=== Task instructions ===
Pick out every line of the records below that contains the string "panel", and copy each of those lines in full. Case counts when matching.

=== Stored records ===
%%
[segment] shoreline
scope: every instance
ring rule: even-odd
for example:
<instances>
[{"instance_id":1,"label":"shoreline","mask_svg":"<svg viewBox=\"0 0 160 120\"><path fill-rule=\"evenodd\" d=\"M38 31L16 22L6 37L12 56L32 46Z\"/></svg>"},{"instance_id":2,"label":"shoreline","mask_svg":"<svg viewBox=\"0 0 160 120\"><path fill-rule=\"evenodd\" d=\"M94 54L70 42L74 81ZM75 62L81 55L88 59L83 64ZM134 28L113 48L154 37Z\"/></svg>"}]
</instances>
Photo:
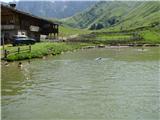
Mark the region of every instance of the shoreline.
<instances>
[{"instance_id":1,"label":"shoreline","mask_svg":"<svg viewBox=\"0 0 160 120\"><path fill-rule=\"evenodd\" d=\"M20 54L12 54L8 58L1 58L1 61L14 62L14 61L23 61L23 60L31 60L31 59L44 59L46 56L55 56L59 54L63 54L64 52L74 52L75 50L83 50L83 49L93 49L93 48L107 48L107 49L117 49L117 48L128 48L128 47L160 47L159 44L123 44L123 45L105 45L105 44L90 44L90 43L39 43L42 45L42 53L39 54L39 49L34 50L31 53L20 53ZM45 48L45 44L51 44L50 47ZM60 44L58 47L54 46L55 44ZM23 47L23 46L21 46ZM11 47L12 48L12 47ZM2 57L1 53L1 57ZM23 55L24 54L24 55Z\"/></svg>"}]
</instances>

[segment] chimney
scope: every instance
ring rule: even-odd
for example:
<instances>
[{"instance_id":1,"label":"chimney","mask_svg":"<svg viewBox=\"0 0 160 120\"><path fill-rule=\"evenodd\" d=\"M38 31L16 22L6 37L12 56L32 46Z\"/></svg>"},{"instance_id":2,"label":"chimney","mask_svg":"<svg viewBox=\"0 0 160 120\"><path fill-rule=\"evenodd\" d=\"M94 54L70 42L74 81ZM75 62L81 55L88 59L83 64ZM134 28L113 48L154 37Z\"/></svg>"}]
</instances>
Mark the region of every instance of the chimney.
<instances>
[{"instance_id":1,"label":"chimney","mask_svg":"<svg viewBox=\"0 0 160 120\"><path fill-rule=\"evenodd\" d=\"M11 3L9 3L9 6L12 8L16 8L16 3L11 2Z\"/></svg>"}]
</instances>

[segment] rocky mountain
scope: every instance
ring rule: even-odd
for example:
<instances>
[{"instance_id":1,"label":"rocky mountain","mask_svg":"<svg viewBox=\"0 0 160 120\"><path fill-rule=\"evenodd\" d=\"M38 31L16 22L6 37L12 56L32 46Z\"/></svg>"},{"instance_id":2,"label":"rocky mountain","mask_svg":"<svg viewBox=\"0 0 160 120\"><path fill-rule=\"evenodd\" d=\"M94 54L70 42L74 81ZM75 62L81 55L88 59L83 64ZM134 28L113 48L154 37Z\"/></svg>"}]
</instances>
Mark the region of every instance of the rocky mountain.
<instances>
[{"instance_id":1,"label":"rocky mountain","mask_svg":"<svg viewBox=\"0 0 160 120\"><path fill-rule=\"evenodd\" d=\"M101 1L89 9L63 19L78 28L101 29L118 26L118 29L159 24L160 2Z\"/></svg>"},{"instance_id":2,"label":"rocky mountain","mask_svg":"<svg viewBox=\"0 0 160 120\"><path fill-rule=\"evenodd\" d=\"M16 8L41 17L65 18L95 3L96 1L18 1Z\"/></svg>"}]
</instances>

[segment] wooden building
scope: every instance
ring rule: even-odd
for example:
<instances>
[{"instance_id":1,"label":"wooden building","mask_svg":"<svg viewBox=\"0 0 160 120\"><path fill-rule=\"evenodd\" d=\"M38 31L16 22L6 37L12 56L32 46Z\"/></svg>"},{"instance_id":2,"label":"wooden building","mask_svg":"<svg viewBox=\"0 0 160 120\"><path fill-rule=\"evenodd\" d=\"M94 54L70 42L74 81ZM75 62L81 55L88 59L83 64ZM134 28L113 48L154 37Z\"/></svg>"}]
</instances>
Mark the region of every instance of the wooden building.
<instances>
[{"instance_id":1,"label":"wooden building","mask_svg":"<svg viewBox=\"0 0 160 120\"><path fill-rule=\"evenodd\" d=\"M1 39L10 43L13 35L25 34L40 41L40 35L52 34L58 37L58 24L52 21L22 12L15 4L1 4Z\"/></svg>"}]
</instances>

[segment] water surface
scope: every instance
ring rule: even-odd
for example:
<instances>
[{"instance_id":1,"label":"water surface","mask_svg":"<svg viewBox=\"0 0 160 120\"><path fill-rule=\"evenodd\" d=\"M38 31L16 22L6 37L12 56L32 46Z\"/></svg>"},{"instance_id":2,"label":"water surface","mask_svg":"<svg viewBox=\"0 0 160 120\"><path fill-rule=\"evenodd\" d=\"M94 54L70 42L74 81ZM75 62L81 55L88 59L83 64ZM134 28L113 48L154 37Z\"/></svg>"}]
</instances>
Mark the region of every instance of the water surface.
<instances>
[{"instance_id":1,"label":"water surface","mask_svg":"<svg viewBox=\"0 0 160 120\"><path fill-rule=\"evenodd\" d=\"M2 120L159 120L159 52L89 49L2 65Z\"/></svg>"}]
</instances>

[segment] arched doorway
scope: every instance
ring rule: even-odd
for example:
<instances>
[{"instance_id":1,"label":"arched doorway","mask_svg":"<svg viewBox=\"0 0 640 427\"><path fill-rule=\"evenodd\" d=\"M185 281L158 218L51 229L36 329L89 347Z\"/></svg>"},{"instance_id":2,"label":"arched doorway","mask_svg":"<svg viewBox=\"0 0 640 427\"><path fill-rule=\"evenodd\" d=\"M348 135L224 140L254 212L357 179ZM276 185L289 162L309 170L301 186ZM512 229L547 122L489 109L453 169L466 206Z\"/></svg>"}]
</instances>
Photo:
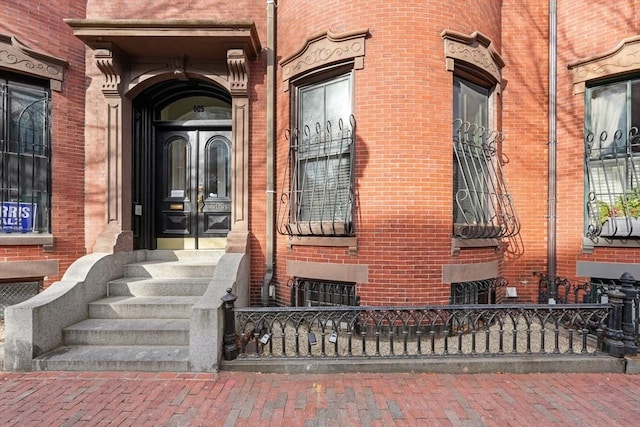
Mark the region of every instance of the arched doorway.
<instances>
[{"instance_id":1,"label":"arched doorway","mask_svg":"<svg viewBox=\"0 0 640 427\"><path fill-rule=\"evenodd\" d=\"M133 100L135 249L224 248L231 230L231 95L198 80Z\"/></svg>"}]
</instances>

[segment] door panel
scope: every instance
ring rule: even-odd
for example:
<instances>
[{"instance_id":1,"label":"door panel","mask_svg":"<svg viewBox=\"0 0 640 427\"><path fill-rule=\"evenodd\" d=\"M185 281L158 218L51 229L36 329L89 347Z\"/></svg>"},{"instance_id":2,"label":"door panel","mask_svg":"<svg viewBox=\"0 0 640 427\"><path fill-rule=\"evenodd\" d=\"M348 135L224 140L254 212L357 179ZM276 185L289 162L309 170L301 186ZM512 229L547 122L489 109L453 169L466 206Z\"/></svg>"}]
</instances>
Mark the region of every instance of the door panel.
<instances>
[{"instance_id":1,"label":"door panel","mask_svg":"<svg viewBox=\"0 0 640 427\"><path fill-rule=\"evenodd\" d=\"M230 136L228 130L158 132L159 248L224 246L231 229Z\"/></svg>"}]
</instances>

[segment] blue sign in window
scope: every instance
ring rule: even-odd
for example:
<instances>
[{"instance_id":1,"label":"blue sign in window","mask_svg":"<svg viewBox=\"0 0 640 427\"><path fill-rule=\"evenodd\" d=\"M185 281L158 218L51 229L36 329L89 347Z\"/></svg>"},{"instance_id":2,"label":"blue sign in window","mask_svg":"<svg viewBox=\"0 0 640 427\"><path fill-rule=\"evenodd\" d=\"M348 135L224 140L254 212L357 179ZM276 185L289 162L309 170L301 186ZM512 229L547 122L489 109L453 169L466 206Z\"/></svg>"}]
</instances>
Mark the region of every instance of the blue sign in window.
<instances>
[{"instance_id":1,"label":"blue sign in window","mask_svg":"<svg viewBox=\"0 0 640 427\"><path fill-rule=\"evenodd\" d=\"M5 233L33 232L36 203L2 202L0 204L0 230Z\"/></svg>"}]
</instances>

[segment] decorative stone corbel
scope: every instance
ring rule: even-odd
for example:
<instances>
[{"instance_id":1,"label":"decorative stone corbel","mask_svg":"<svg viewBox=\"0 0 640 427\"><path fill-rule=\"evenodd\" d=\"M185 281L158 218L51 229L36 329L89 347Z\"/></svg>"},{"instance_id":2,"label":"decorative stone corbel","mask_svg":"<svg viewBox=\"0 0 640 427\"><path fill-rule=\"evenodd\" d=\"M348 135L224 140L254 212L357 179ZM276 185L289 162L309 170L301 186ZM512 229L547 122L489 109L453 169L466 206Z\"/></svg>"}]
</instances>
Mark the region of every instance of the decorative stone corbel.
<instances>
[{"instance_id":1,"label":"decorative stone corbel","mask_svg":"<svg viewBox=\"0 0 640 427\"><path fill-rule=\"evenodd\" d=\"M247 55L242 49L227 51L229 71L229 91L232 96L249 95L249 74L247 73Z\"/></svg>"},{"instance_id":2,"label":"decorative stone corbel","mask_svg":"<svg viewBox=\"0 0 640 427\"><path fill-rule=\"evenodd\" d=\"M232 95L233 178L231 231L227 252L249 252L249 73L247 54L242 49L227 51L229 92Z\"/></svg>"},{"instance_id":3,"label":"decorative stone corbel","mask_svg":"<svg viewBox=\"0 0 640 427\"><path fill-rule=\"evenodd\" d=\"M105 97L105 144L107 163L106 224L98 236L94 252L119 252L133 248L131 231L131 192L124 188L130 182L131 167L125 159L131 158L131 146L124 143L128 135L125 130L130 105L123 96L123 75L125 66L123 55L115 46L105 45L94 53L96 66L102 72L104 81L102 93Z\"/></svg>"},{"instance_id":4,"label":"decorative stone corbel","mask_svg":"<svg viewBox=\"0 0 640 427\"><path fill-rule=\"evenodd\" d=\"M119 57L113 46L95 50L96 65L104 77L102 93L107 98L122 95L122 66Z\"/></svg>"}]
</instances>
%%
=== Written solution ===
[segment] door panel
[{"instance_id":1,"label":"door panel","mask_svg":"<svg viewBox=\"0 0 640 427\"><path fill-rule=\"evenodd\" d=\"M185 281L158 218L51 229L36 329L89 347Z\"/></svg>"},{"instance_id":2,"label":"door panel","mask_svg":"<svg viewBox=\"0 0 640 427\"><path fill-rule=\"evenodd\" d=\"M348 135L224 140L254 212L357 179ZM276 185L289 162L309 170L301 186ZM512 229L547 122L489 109L453 169L466 206Z\"/></svg>"}]
Mark the region of every instance of the door panel.
[{"instance_id":1,"label":"door panel","mask_svg":"<svg viewBox=\"0 0 640 427\"><path fill-rule=\"evenodd\" d=\"M230 136L228 130L158 132L159 248L224 246L231 229Z\"/></svg>"}]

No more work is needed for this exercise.